--- TASK STATEMENT ---
Emit the line that holds "pin: woman in" and all lines following it through the end of the data, verbatim, and nothing else.

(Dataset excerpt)
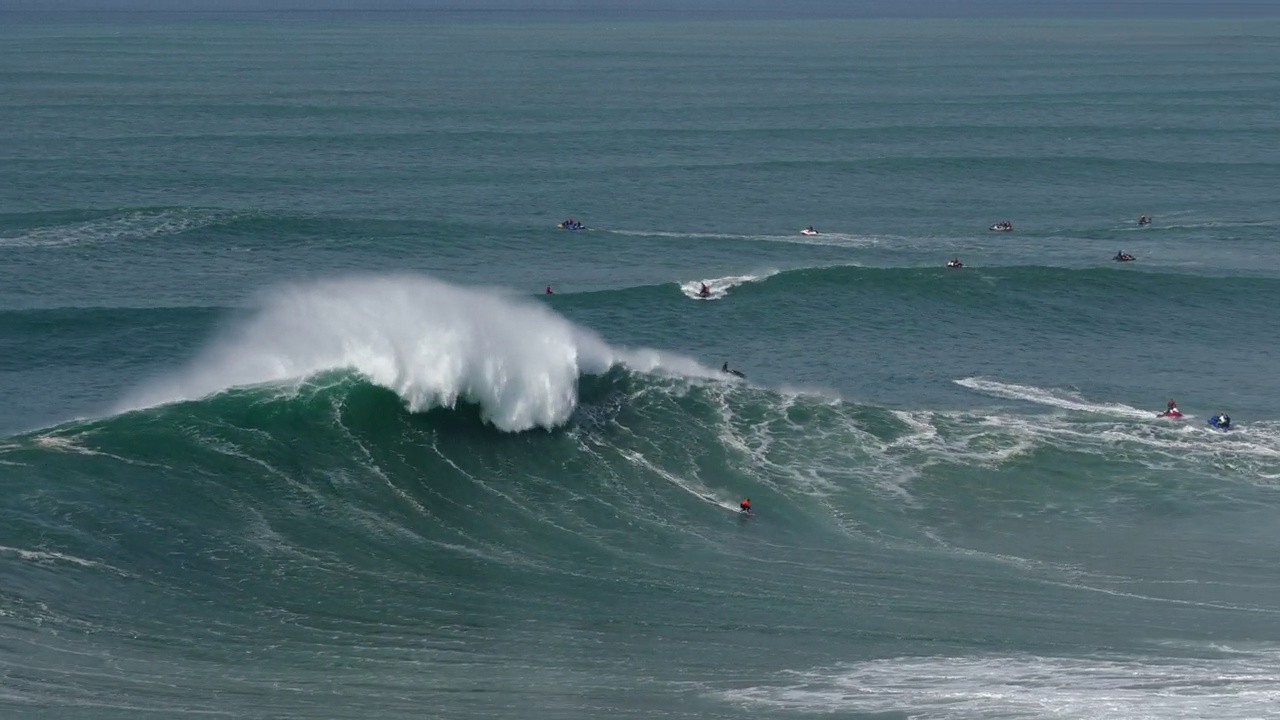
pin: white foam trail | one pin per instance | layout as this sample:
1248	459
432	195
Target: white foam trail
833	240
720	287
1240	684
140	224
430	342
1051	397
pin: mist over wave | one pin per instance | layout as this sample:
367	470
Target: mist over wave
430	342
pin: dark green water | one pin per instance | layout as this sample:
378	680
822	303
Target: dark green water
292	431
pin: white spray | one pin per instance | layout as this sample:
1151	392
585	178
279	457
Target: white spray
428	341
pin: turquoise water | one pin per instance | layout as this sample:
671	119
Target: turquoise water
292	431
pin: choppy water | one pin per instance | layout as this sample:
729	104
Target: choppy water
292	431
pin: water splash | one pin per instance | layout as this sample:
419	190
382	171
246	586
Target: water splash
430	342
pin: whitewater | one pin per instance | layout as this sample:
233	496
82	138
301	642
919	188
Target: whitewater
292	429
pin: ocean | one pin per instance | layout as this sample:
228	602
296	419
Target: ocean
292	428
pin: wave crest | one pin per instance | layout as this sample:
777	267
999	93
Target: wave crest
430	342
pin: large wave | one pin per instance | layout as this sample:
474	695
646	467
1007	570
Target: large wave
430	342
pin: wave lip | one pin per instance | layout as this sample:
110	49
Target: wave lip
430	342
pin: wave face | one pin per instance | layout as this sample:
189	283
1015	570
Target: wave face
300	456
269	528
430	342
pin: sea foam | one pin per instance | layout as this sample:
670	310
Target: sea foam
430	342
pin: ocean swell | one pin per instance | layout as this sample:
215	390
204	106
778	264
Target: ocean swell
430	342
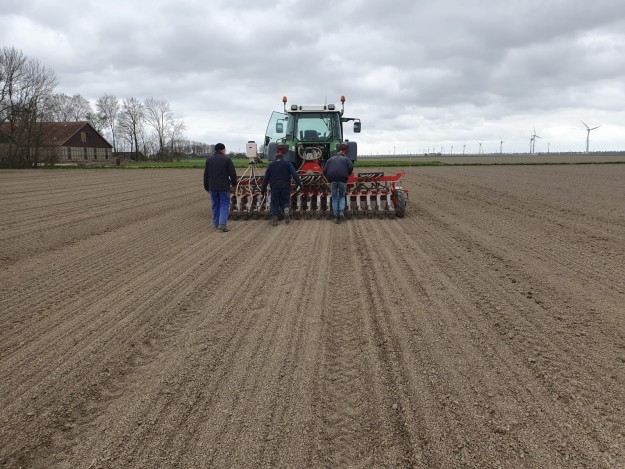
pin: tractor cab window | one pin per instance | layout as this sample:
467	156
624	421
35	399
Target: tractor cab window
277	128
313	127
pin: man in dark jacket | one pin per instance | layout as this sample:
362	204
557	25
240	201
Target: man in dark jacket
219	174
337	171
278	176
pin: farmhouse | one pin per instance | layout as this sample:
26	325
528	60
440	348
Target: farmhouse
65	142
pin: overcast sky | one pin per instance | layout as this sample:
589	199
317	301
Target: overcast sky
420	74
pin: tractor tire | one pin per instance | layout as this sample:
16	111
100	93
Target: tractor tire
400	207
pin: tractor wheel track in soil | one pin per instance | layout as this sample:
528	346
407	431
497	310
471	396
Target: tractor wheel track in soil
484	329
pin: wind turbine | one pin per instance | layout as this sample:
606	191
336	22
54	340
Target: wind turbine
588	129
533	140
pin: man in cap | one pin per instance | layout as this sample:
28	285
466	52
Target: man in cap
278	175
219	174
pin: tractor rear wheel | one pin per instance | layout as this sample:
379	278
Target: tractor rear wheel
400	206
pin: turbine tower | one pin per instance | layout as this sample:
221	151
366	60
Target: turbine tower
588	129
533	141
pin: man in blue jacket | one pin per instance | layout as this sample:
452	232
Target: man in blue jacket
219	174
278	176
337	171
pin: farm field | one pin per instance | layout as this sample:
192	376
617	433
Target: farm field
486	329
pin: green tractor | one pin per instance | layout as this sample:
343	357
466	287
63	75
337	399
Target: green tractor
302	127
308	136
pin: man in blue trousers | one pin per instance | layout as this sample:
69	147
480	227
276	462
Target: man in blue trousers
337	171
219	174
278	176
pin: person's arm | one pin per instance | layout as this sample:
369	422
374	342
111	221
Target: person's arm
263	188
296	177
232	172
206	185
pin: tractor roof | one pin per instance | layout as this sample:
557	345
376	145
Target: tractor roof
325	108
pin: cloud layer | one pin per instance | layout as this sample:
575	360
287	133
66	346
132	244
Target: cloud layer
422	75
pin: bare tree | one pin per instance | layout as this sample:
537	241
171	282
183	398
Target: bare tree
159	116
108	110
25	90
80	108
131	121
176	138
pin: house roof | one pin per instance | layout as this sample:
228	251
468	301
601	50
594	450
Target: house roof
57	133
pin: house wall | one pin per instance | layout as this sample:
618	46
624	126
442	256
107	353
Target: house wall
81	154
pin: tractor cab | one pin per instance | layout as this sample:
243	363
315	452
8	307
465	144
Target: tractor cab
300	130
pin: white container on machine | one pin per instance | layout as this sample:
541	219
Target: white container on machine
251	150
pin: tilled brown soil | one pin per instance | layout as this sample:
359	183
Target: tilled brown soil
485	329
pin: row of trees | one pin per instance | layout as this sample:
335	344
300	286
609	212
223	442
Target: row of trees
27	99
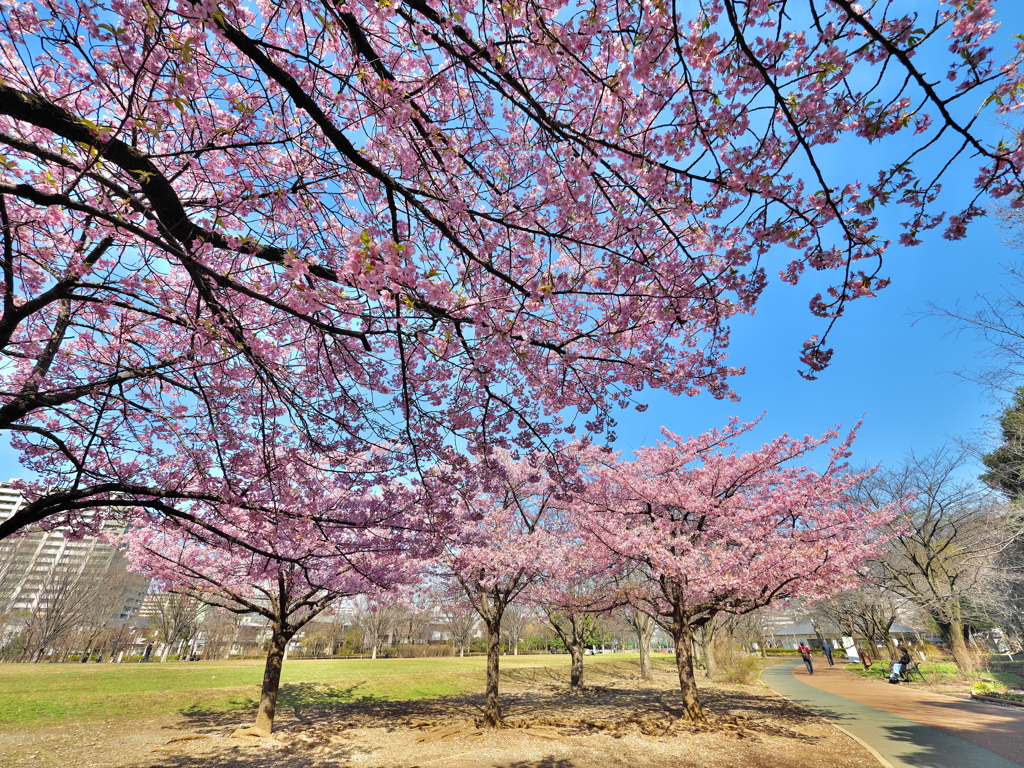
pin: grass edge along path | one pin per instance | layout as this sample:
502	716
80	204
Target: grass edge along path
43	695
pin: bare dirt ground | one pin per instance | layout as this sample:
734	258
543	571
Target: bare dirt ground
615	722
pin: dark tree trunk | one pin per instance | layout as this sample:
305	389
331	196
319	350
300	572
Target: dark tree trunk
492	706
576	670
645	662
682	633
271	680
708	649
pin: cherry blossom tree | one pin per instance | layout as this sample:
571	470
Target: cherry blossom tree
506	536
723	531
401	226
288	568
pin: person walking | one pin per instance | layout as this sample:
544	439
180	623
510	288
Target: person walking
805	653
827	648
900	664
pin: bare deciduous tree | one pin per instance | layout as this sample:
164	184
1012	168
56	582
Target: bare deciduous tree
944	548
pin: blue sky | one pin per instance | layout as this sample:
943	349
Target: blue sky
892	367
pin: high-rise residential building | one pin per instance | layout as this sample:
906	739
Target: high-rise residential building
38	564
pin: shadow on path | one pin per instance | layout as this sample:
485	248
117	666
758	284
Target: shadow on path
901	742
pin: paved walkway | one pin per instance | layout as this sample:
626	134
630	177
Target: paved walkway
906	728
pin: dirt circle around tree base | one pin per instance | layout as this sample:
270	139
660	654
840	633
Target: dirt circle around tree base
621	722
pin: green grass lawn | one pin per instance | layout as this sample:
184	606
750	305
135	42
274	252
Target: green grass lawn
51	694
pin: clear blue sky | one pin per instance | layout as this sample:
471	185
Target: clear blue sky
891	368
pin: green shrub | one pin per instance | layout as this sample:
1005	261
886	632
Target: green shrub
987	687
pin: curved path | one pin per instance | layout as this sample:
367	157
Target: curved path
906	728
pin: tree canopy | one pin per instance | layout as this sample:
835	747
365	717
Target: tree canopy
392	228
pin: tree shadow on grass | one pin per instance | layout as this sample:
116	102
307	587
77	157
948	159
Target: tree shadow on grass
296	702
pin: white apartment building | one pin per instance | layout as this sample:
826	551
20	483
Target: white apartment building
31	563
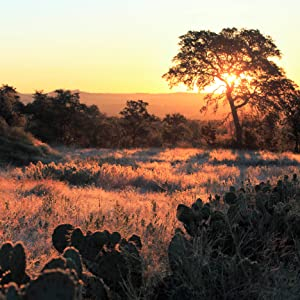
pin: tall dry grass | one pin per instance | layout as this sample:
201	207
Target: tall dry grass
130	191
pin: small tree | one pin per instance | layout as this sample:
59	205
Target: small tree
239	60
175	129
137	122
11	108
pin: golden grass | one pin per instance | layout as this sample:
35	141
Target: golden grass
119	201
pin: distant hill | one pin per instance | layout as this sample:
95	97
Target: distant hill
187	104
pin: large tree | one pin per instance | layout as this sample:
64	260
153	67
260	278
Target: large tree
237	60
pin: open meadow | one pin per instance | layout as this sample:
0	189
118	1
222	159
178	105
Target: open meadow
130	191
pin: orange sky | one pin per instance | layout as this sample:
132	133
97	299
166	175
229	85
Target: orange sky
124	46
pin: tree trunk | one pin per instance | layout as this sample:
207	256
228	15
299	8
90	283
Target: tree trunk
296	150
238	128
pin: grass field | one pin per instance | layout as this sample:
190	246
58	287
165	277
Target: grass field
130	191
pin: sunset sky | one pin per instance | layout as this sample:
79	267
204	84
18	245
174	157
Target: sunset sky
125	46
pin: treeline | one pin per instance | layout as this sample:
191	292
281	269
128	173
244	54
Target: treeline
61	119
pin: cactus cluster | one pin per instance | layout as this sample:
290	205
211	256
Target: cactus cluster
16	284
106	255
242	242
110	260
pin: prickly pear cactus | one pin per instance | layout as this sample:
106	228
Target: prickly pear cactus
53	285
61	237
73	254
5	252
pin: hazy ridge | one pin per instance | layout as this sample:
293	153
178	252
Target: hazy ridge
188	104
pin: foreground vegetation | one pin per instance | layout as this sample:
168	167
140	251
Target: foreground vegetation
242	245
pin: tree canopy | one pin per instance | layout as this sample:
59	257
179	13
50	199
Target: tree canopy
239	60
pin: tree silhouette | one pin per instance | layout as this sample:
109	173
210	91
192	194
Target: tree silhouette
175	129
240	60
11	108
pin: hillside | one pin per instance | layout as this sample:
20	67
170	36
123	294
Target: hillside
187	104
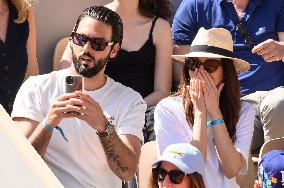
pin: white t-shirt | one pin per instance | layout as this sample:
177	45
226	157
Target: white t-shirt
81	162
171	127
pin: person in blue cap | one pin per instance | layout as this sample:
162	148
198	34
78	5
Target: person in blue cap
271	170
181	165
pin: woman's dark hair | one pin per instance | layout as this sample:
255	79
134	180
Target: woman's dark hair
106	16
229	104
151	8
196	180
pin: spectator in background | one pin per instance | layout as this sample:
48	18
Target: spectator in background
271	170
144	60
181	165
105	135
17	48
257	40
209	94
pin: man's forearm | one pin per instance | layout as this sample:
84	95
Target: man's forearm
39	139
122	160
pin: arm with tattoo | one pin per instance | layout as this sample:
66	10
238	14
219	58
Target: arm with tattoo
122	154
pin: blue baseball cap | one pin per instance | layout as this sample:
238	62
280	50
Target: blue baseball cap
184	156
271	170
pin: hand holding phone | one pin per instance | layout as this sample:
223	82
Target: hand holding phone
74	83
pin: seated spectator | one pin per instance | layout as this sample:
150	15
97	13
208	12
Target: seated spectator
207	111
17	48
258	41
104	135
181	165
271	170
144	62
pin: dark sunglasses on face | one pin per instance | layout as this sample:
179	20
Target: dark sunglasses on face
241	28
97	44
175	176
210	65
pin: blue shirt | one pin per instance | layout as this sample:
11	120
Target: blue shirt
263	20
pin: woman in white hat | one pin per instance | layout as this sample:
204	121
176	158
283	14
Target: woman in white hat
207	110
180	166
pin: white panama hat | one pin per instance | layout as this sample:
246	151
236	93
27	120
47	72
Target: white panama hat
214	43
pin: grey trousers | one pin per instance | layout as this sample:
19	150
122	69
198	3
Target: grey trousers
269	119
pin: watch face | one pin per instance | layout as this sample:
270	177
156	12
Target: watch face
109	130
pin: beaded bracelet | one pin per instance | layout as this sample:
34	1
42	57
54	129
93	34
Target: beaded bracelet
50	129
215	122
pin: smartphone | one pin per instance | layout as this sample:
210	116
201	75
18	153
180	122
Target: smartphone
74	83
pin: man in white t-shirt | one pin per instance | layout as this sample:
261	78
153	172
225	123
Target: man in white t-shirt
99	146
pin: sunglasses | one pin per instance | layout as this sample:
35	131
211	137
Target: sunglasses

--- SOLUTION TO THIS PROBLEM ---
pin: woman in white hat | one pin per instance | layout as this sample:
204	121
176	158
283	14
Target: woman in white hat
207	110
180	166
pin: white panama hat | one pin per instance | layout as this sample:
246	151
236	93
27	120
47	72
Target: white panama hat
214	43
pin: grey trousers | one pin per instance | layout as this sample:
19	150
122	69
198	3
Target: grey trousers
269	119
pin: watch face | one pin per instance | layout as this sample:
270	177
156	12
Target: watch face
109	130
pin: beaded bracelet | one pin per instance | layout as this sample:
34	1
42	57
54	129
93	34
Target: beaded bracelet
50	129
215	122
pin: smartphone | one pin per instance | layout as this sample:
210	116
201	75
18	153
180	122
Target: smartphone
74	83
pin: man in white t-shirt | one pin per instance | layout as this sample:
261	78
153	172
225	123
Target: man in white t-shirt
99	146
pin: sunglasses | one pin per instance | layout as this sample:
35	131
211	137
Target: sunglasses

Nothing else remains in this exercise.